Try it -> Transcribe each entry in full, and leave the images out.

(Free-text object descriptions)
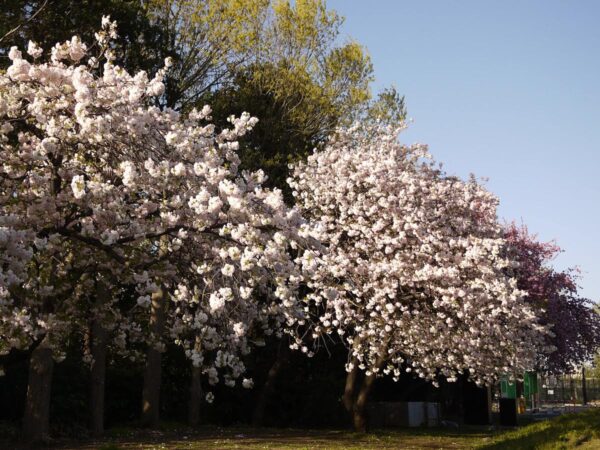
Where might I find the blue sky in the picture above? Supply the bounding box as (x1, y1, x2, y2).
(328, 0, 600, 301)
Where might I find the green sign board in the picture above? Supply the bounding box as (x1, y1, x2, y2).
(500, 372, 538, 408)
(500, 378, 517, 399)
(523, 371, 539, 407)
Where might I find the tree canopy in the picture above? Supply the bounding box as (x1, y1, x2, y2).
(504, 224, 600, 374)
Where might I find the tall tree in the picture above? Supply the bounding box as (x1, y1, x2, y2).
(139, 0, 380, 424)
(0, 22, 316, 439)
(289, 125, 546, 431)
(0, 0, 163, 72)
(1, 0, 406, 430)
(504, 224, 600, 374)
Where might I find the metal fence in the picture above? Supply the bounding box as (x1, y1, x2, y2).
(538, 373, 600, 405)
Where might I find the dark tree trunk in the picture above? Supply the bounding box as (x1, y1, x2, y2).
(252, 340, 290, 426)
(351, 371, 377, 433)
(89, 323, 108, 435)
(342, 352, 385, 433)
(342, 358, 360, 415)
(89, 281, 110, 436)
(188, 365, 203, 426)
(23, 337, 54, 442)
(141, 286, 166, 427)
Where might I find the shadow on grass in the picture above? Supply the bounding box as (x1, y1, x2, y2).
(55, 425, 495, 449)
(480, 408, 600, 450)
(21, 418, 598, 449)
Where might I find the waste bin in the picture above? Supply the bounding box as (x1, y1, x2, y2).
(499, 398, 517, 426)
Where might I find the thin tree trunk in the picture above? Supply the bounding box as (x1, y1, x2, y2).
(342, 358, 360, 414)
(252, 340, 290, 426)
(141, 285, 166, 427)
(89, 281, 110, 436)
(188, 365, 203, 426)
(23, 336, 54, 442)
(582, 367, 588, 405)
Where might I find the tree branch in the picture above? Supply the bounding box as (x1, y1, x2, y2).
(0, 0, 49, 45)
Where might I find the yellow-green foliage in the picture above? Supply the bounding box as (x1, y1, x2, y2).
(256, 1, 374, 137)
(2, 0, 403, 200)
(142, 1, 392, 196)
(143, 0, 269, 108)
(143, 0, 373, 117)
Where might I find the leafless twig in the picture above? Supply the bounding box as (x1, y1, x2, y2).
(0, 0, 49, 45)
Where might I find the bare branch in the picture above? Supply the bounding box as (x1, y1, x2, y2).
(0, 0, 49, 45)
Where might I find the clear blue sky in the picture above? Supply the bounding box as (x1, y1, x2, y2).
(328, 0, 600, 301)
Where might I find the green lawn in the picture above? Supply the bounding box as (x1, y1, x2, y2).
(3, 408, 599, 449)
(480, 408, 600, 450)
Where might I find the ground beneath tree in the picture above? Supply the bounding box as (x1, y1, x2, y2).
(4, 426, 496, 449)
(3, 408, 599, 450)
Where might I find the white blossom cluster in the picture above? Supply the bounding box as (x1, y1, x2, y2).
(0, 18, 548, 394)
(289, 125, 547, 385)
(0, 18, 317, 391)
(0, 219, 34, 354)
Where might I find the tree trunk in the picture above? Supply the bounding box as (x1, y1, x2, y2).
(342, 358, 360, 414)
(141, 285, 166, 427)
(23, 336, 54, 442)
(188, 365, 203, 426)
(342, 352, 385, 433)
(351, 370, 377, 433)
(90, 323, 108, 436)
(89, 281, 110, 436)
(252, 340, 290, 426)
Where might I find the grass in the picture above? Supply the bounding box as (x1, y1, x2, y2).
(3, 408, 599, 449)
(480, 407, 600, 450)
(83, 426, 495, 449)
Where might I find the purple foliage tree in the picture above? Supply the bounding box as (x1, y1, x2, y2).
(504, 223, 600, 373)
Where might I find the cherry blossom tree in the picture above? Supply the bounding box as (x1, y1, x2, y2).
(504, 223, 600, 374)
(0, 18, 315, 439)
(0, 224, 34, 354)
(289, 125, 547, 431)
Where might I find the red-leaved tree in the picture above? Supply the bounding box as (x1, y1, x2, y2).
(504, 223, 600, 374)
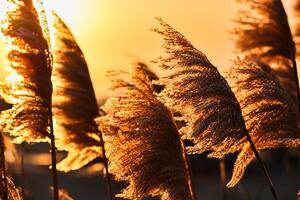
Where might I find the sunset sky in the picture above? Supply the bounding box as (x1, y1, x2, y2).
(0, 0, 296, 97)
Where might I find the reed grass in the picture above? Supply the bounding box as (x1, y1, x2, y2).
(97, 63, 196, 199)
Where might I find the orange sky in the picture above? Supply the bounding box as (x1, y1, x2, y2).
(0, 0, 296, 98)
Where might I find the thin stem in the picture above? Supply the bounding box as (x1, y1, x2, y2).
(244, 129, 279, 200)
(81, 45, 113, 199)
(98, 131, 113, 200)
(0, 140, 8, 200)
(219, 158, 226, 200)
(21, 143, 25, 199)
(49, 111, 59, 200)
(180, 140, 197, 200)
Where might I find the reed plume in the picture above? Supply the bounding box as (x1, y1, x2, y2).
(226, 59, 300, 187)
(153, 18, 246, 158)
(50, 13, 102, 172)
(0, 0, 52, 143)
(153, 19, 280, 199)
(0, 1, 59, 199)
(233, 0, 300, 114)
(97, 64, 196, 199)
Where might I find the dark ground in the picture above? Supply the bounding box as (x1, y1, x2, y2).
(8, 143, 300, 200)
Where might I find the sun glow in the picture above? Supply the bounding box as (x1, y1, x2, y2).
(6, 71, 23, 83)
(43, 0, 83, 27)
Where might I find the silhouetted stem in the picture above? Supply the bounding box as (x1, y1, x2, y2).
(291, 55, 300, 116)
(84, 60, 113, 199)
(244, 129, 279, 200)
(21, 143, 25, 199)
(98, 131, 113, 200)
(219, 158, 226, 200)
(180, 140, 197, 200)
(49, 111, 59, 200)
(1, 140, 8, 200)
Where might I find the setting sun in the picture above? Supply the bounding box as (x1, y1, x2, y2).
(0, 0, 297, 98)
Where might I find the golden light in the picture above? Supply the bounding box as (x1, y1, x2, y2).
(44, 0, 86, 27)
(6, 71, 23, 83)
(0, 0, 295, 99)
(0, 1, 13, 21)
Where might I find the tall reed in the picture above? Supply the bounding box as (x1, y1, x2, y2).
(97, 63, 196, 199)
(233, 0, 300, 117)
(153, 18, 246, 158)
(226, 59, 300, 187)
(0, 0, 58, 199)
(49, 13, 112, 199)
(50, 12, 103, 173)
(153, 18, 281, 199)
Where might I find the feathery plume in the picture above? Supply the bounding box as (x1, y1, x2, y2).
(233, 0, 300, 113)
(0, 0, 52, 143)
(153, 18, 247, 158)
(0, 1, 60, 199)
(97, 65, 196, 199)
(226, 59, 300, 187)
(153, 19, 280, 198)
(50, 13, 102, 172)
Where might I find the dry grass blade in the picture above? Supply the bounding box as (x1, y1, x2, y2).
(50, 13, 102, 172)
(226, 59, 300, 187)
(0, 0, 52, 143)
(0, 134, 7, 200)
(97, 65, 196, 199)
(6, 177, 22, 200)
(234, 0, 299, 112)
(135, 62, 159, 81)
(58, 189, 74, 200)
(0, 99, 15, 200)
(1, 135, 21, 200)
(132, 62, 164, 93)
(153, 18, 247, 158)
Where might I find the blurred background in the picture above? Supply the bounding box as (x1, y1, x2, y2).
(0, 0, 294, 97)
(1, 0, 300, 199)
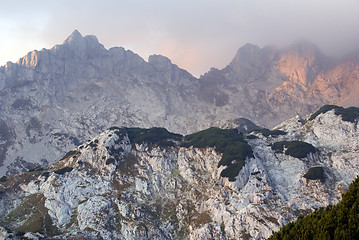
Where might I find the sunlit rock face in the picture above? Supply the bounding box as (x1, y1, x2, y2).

Result below ->
Where might I find the blue sky in the picture above? Supply the bounding box as (x1, y1, x2, y2).
(328, 0, 600, 301)
Where might I find the green sign board in the picture above? Supply the bounding box as (x1, y1, x2, y2).
(500, 372, 538, 408)
(500, 378, 517, 399)
(523, 371, 539, 407)
Where might I find the tree canopy in the picture above? Supply the bounding box as (x1, y1, x2, y2).
(504, 224, 600, 374)
Where might I find the tall tree in the picture above? Supply the bounding box as (x1, y1, x2, y2).
(139, 0, 380, 424)
(0, 22, 316, 439)
(289, 125, 546, 431)
(0, 0, 163, 72)
(1, 0, 406, 430)
(504, 224, 600, 374)
Where might I find the metal fence in the picture above? Supply the bounding box as (x1, y1, x2, y2).
(538, 373, 600, 405)
Where might I find the dark tree trunk in the picture above? Supply the bounding box as (x1, y1, x2, y2).
(252, 340, 290, 426)
(351, 371, 377, 433)
(89, 323, 108, 435)
(342, 352, 385, 433)
(342, 358, 360, 415)
(89, 281, 110, 436)
(188, 365, 203, 426)
(23, 337, 54, 442)
(141, 286, 166, 427)
Where might I find the shadow on grass in the picture above? Supply the bounding box as (x1, y1, x2, y2).
(55, 425, 495, 449)
(480, 408, 600, 450)
(21, 418, 598, 449)
Where might I find the waste bin in the picture above? Supply the bounding box as (x1, y1, x2, y2).
(499, 398, 517, 426)
Where might I find the thin tree trunk in the picture above? Supply the bounding box as (x1, y1, x2, y2).
(342, 358, 360, 414)
(252, 340, 290, 426)
(141, 285, 166, 427)
(89, 281, 110, 436)
(188, 365, 203, 426)
(23, 336, 54, 442)
(582, 367, 588, 405)
Where might I find the tree branch in the picture above? Supply the bounding box as (x1, y1, x2, y2).
(0, 0, 49, 45)
Where might I find the yellow-green foliage in the picture above? Supply the bounding box as (x1, y1, x2, y2).
(256, 1, 374, 137)
(2, 0, 403, 200)
(142, 1, 392, 196)
(143, 0, 269, 108)
(143, 0, 373, 117)
Where might I find the leafless twig in the picture above? Supply the bounding box as (x1, y1, x2, y2).
(0, 0, 49, 45)
Where might I find the bare branch in the picture above? Supply the bounding box as (x1, y1, x2, y2).
(0, 0, 49, 45)
Where might I find the clear blue sky in the picture above? Supply the bounding box as (x1, y1, x2, y2).
(328, 0, 600, 301)
Where might I find the green lawn in the picture above? Supply the bounding box as (x1, y1, x2, y2).
(3, 408, 599, 449)
(480, 408, 600, 450)
Where might I find the ground beneath tree in the picture above? Supply the bounding box as (x1, y1, x2, y2).
(4, 426, 496, 449)
(3, 408, 599, 450)
Where might I find the white blossom cluster in the picture above? Supply the bounding box as (x1, y1, x2, y2).
(0, 18, 548, 394)
(289, 125, 547, 385)
(0, 18, 317, 391)
(0, 219, 34, 354)
Where might I find the tree trunk in the picture above? Supply the bounding box as (x1, y1, x2, y2).
(342, 358, 360, 414)
(141, 285, 166, 427)
(23, 336, 54, 442)
(188, 365, 203, 426)
(342, 352, 385, 433)
(351, 370, 377, 433)
(90, 323, 108, 436)
(89, 281, 110, 436)
(252, 340, 290, 426)
Where might I find the grass in the picture above? Supply the bounding box as (x1, y1, x2, y2).
(3, 408, 599, 449)
(480, 407, 600, 450)
(83, 426, 495, 449)
Where might I find the purple foliage tree in the picture above? Supply the bounding box as (x1, y1, x2, y2).
(504, 223, 600, 373)
Where might I find the cherry blossom tree in the picture above? Supply the bounding box as (x1, y1, x2, y2).
(504, 223, 600, 374)
(0, 18, 315, 439)
(0, 224, 34, 354)
(289, 125, 547, 431)
Where might I find the red-leaved tree in the picture above? Supply the bounding box as (x1, y1, x2, y2).
(504, 223, 600, 374)
Where might I find the sunset sky in the picture above? Supply the bounding box as (x1, y1, x2, y2).
(0, 0, 296, 97)
Where might I find the reed grass in the picture above? Supply the bounding box as (x1, y1, x2, y2).
(97, 63, 196, 199)
Where might I find the orange sky in the picture above? Supply the bounding box as (x1, y1, x2, y2).
(0, 0, 296, 98)
Where might I find the thin stem in the picture above? Supply the bounding box as (x1, y1, x2, y2).
(244, 129, 279, 200)
(81, 45, 113, 199)
(98, 131, 113, 200)
(0, 140, 8, 200)
(219, 158, 226, 200)
(21, 143, 25, 199)
(49, 111, 59, 200)
(180, 140, 197, 200)
Where might I find the reed plume in the picture above? Supply the bounding box as (x1, y1, x2, y2).
(226, 59, 300, 187)
(153, 18, 246, 158)
(50, 13, 102, 172)
(0, 0, 52, 143)
(153, 19, 280, 199)
(0, 1, 59, 199)
(233, 0, 300, 114)
(97, 64, 196, 199)
Where might I find the dark ground in the picture above? Supply the bounding box as (x1, y1, x2, y2).
(8, 143, 300, 200)
Where might I find the sun glow in the picture above? Supply the bounding box as (x1, y1, x2, y2).
(6, 71, 23, 83)
(43, 0, 83, 27)
Where might I find the silhouetted stem in the picture above? Supply the bounding box as (x1, y1, x2, y2).
(291, 55, 300, 116)
(84, 60, 113, 199)
(244, 129, 279, 200)
(21, 143, 25, 199)
(98, 131, 113, 200)
(219, 158, 226, 200)
(180, 140, 197, 200)
(49, 111, 59, 200)
(1, 140, 8, 200)
Where might I find the setting sun in the picture above? Supply the bounding box as (x1, y1, x2, y2).
(0, 0, 297, 98)
Where might I find the golden light in the picture above? Supply the bounding box as (x1, y1, x2, y2).
(44, 0, 86, 27)
(6, 71, 23, 83)
(0, 0, 295, 99)
(0, 1, 13, 21)
Where might I find the tall reed in the picture above? Supply the bounding box as (x1, y1, x2, y2).
(97, 63, 196, 199)
(233, 0, 300, 117)
(153, 18, 246, 158)
(226, 59, 300, 187)
(0, 0, 58, 199)
(49, 13, 112, 199)
(50, 12, 103, 173)
(153, 18, 281, 199)
Where might I find the feathery plume in the picture above? Supply the bounding box as (x1, y1, x2, y2).
(233, 0, 300, 113)
(0, 0, 52, 143)
(153, 18, 247, 158)
(0, 1, 60, 199)
(97, 65, 196, 199)
(226, 59, 300, 187)
(153, 19, 280, 198)
(50, 13, 102, 172)
Where might I find the dry grass blade in the picture above? Supply the bounding box as (x1, y1, x2, y2).
(50, 13, 102, 172)
(226, 59, 300, 187)
(0, 0, 52, 143)
(0, 134, 7, 200)
(97, 65, 196, 199)
(6, 177, 22, 200)
(234, 0, 299, 112)
(135, 62, 159, 81)
(58, 189, 74, 200)
(0, 99, 15, 200)
(1, 135, 21, 200)
(132, 62, 164, 93)
(153, 18, 247, 158)
Where might I find the blurred background in the picture above? Supply the bounding box as (x1, y1, x2, y2).
(0, 0, 294, 97)
(1, 0, 300, 199)
Where might I find the sunlit rock face in the picture above? Supply the bounding box as (x1, y1, x2, y2).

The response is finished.